WHAT YOU SHOULD DO:
Please write out the listing below again in its exact form.

MATERIAL FOR THIS EXERCISE:
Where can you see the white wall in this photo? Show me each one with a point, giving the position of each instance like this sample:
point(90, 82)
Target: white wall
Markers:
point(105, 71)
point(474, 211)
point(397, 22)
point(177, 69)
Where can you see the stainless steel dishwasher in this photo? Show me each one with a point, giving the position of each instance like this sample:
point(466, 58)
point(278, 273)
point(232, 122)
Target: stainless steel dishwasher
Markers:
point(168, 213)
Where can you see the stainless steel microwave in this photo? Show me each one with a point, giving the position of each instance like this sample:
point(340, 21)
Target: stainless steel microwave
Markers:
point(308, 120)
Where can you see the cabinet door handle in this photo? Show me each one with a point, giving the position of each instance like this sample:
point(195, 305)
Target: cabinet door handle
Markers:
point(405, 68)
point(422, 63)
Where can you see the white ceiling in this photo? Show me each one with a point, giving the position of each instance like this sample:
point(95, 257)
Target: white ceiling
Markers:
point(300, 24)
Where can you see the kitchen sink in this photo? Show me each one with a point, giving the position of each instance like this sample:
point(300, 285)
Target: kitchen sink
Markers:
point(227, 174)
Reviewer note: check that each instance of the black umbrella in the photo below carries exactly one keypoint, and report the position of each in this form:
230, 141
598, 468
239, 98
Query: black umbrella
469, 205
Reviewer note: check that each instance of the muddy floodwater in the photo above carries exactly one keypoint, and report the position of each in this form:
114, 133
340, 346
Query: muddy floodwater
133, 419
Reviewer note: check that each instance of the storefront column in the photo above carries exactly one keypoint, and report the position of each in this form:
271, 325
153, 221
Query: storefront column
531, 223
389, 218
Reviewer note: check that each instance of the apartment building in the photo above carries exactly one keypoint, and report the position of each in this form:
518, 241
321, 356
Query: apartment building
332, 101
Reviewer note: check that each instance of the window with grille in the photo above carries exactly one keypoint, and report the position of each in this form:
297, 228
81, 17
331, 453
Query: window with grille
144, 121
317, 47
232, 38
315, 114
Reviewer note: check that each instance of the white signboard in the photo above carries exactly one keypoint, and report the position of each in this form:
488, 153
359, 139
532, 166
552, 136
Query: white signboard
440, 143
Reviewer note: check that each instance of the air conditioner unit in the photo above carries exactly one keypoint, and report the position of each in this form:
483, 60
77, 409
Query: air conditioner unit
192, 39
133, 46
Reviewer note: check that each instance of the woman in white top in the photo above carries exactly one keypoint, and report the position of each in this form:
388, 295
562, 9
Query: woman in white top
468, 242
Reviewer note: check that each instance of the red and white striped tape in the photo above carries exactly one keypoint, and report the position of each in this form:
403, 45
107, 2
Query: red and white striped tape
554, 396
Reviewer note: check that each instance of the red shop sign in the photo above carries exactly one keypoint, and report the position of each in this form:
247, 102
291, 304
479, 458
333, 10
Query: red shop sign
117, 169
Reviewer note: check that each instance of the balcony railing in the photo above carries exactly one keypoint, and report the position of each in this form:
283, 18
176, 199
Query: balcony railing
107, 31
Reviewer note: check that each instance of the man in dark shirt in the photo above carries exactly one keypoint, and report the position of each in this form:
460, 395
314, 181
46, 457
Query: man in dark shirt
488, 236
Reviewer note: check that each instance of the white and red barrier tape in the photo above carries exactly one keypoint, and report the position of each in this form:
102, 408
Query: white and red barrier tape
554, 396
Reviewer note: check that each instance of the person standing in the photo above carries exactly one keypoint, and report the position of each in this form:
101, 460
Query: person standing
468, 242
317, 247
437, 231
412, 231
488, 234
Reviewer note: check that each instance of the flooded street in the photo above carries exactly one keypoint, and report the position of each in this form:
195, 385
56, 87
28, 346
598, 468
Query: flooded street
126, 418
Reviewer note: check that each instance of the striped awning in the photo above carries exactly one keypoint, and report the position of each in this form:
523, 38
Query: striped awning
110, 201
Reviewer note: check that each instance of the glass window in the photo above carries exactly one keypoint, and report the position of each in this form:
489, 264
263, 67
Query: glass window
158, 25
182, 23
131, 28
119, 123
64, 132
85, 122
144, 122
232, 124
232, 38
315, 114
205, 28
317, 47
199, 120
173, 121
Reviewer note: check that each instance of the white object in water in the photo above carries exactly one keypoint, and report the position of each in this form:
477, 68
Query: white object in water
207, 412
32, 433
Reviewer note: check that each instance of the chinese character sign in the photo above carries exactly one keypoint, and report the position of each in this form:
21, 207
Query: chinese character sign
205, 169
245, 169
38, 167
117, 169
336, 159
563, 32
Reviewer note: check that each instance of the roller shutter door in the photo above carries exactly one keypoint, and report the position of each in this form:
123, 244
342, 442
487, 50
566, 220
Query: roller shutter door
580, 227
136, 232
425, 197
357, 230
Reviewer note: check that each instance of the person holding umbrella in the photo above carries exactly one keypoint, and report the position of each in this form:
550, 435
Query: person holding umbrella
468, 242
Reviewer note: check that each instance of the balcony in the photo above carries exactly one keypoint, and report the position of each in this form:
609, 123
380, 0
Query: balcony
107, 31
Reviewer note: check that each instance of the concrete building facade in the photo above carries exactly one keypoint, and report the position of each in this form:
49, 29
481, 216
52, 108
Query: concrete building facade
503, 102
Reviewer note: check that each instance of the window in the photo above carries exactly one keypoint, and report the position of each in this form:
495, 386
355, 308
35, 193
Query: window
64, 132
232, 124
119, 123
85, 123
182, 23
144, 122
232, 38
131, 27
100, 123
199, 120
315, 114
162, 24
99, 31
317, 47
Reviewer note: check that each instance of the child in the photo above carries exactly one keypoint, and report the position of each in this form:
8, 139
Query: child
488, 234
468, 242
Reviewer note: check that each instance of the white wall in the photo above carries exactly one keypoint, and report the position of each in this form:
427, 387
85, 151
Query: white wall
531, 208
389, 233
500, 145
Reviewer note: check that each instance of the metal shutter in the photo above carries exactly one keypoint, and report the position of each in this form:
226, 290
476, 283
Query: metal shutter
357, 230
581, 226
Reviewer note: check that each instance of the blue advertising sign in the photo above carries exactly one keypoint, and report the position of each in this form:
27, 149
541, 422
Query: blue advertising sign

ANSWER FOR THE TASK:
Where can you see the white wall in this photo? Show me each one with a point, giving the position of each instance like this sample:
point(90, 82)
Target: white wall
Markers:
point(105, 71)
point(474, 211)
point(397, 22)
point(177, 69)
Where can you see the stainless steel dishwasher in this photo? Show me each one with a point, giving the position of each instance like this sample:
point(466, 58)
point(278, 273)
point(232, 122)
Target: stainless steel dishwasher
Markers:
point(168, 213)
Where can you see the stainless steel microwave in this photo? Show me each one with a point, giving the position of each instance like this sample:
point(340, 21)
Target: stainless steel microwave
Markers:
point(308, 120)
Where can you see the cabinet door handle in this photo? Show me each one with a point, giving the position of each instance like this sample:
point(195, 305)
Target: cabinet door handle
Markers:
point(405, 68)
point(422, 63)
Where can you see the white ceiling in this photo? Show me each one with a point, giving the position of each instance like this sample:
point(95, 257)
Target: white ceiling
Markers:
point(300, 24)
Where can you see the kitchen sink in this photo? Show me each one with a point, giving the position of each instance like this sample:
point(300, 285)
Target: kitchen sink
Markers:
point(227, 174)
Reviewer note: check that each instance of the black umbrella in the photo below carries exactly one keypoint, and report the position of each in this form:
230, 141
598, 468
239, 98
Query: black umbrella
469, 205
Reviewer note: check that each instance of the muddy floodwater in the photo above carries exactly one keypoint, and report the position of each in this form:
114, 133
340, 346
Query: muddy floodwater
133, 419
Reviewer note: check that each instance of the storefront column in the photo above carries exactly one keypoint, and report the position of each in this form:
271, 325
153, 221
Query: storefront column
531, 223
389, 218
Reviewer note: check that each instance of the apartment building in the photo above carries exactly one keypoint, and report the position of each in this form:
518, 241
321, 356
Query: apartment building
332, 101
Reviewer note: check that each instance of the window with grille in the photo above carries exactly one keypoint, and report the position of each in this form:
297, 228
81, 17
331, 453
Query: window with grille
144, 121
317, 47
232, 38
315, 114
Reviewer note: check that each instance of the white signboard in the photo above carries exactly one keypoint, and report the position of each in this form:
488, 153
359, 139
532, 166
552, 136
Query: white signboard
440, 143
Reviewer note: check that each instance of the air conditioner unit in the photo above carries exactly one keypoint, and report the position of each in this form:
483, 60
77, 409
Query: air conditioner unit
192, 39
133, 46
Reviewer note: check that each instance of the woman in white top in the photo above carries exactly one keypoint, and report the position of each in this form:
388, 295
562, 9
Query: woman in white top
468, 242
Reviewer note: check that each instance of the red and white striped tape in the photo above carries exactly one keypoint, and report the position of each in this form:
403, 45
107, 2
Query: red and white striped tape
554, 396
Reviewer note: check that each instance of the red shop sign in the photo above carries exactly one keypoint, and report the position of each in this form:
247, 102
291, 304
479, 458
333, 10
Query: red shop sign
117, 169
Reviewer note: check that each instance of the balcony railing in the photo above carries exactly one keypoint, and report the position of each in this form:
283, 18
176, 199
Query: balcony railing
107, 31
Reviewer note: check that each instance of the man in dark shirt in the photo above carries exactly one keypoint, and report the position of each in this form:
460, 395
314, 181
46, 457
Query: man in dark shirt
488, 236
Reviewer note: check that each instance of the white and red barrier tape in the photo above carries exactly one keypoint, and report the position of each in this form:
102, 408
Query: white and red barrier tape
554, 396
Reviewer note: check that each instance of the person standing in the photo above carries exactly one keypoint, and report the position of each in this form:
101, 460
Query: person standing
468, 242
317, 247
437, 231
412, 231
488, 234
Reviewer note: check that each instance of the flooded street in the photo above carries exactly one keypoint, and report the position of each in this form:
195, 385
56, 87
28, 346
598, 468
Query: flooded street
126, 418
Reviewer note: check that each instance of the striped awning in the photo above carries exactly one keypoint, and report the position of each in this form:
523, 38
Query: striped awning
110, 201
Reviewer note: check that each instance of the glass window in the photo above carries exactly one keypoint, and report the position of each in this form:
489, 264
263, 67
Query: glass window
158, 25
182, 23
131, 28
119, 123
64, 132
85, 122
144, 122
232, 124
232, 38
315, 114
205, 28
317, 47
199, 120
173, 121
Reviewer note: check that each instance of the white object in water in the photo above carries exactly one keypoint, and report the position of each in this form:
477, 68
Query: white object in water
207, 412
32, 433
Reviewer note: check that each instance of the chinese character sign in the photo above carries exactly one keypoint, and report the position of each in this form:
21, 207
Query: chinese character sign
205, 169
245, 169
38, 167
117, 169
336, 159
563, 32
Reviewer note: check that each instance of the roller shutter door in the photo above carries exactly one keypoint, and report the position of each in this form:
123, 244
342, 442
487, 50
566, 220
Query: roller shutter door
580, 227
136, 232
425, 197
357, 230
Reviewer note: check that each instance of the person holding umbrella in the photo above carries exactly one keypoint, and report the position of each in this form:
550, 435
Query: person holding umbrella
468, 242
Reviewer note: check that each instance of the balcony in the photo above carries exactly one keypoint, and report the position of each in this form:
609, 123
380, 0
Query: balcony
107, 31
Reviewer note: check that each instance of the concrete building facade in the photo above carries exactly one keypoint, and report the position of each in this form:
49, 29
481, 216
52, 108
Query: concrete building facade
503, 102
Reviewer note: check that each instance of the window in the photo above carries exactly one keypoint, and report the position of each in this form:
495, 386
355, 308
35, 193
Query: window
64, 132
232, 124
119, 123
85, 123
182, 23
144, 122
232, 38
131, 27
100, 123
199, 120
315, 114
162, 24
99, 31
317, 47
Reviewer note: check that each instance of the child in the photo above carries exactly one keypoint, and report the position of each in this form:
8, 139
Query: child
488, 234
468, 242
Reviewer note: check that each instance of the white wall in the photo above carries exactly one keypoint, and report the position of each in this form:
427, 387
85, 151
Query: white wall
531, 208
389, 233
500, 145
Reviewer note: check that each instance of the metal shutter in the photo above carries exactly one keypoint, and report the position of each in this form:
226, 290
476, 283
Query: metal shutter
357, 230
581, 226
Reviewer note: check that each instance of the blue advertising sign in the photo above carries exactly one keypoint, and report the position of each in this form:
27, 149
541, 422
Query: blue advertising sign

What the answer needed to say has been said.